BRIEF:
Copy each line of the data below in which the word "slice" can be found.
** RECORDS FOR THIS EXERCISE follows **
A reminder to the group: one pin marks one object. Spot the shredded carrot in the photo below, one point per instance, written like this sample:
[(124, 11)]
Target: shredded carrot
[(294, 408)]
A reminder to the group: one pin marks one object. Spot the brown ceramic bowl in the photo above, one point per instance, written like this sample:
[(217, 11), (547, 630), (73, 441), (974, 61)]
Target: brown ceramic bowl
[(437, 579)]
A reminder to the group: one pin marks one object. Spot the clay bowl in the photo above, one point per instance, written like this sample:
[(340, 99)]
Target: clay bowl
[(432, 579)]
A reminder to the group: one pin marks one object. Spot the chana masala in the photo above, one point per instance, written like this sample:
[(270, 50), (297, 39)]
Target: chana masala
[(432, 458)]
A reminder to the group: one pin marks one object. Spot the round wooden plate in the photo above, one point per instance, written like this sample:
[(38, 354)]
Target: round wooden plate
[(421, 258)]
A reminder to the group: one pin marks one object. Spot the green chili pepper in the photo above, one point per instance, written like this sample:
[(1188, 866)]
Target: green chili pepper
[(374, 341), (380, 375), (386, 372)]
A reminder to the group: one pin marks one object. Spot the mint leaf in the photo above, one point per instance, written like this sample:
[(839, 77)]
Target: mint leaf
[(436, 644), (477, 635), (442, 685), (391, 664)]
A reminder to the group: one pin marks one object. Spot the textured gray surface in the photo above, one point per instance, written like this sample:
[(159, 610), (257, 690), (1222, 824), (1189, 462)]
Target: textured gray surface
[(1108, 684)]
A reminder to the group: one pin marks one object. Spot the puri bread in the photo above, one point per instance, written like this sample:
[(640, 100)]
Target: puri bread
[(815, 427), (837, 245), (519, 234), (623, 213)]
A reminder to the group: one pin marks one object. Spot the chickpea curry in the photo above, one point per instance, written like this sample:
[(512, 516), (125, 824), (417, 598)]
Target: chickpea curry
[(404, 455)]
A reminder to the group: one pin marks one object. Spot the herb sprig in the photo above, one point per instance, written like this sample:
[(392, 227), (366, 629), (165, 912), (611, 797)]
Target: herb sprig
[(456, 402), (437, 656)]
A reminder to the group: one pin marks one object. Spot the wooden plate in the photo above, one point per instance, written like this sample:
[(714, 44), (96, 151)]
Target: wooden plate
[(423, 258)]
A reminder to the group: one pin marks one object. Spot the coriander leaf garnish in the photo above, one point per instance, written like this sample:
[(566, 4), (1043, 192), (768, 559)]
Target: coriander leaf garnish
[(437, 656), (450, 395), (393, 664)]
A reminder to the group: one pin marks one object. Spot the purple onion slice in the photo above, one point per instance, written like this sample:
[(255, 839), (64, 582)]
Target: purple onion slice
** End of RECORDS FOR THIS EXERCISE **
WRITTEN ANSWER:
A reminder to the group: one pin marks one object. Spot the purple onion slice in the photo above, one point per instance, written like this sample:
Target: purple onion slice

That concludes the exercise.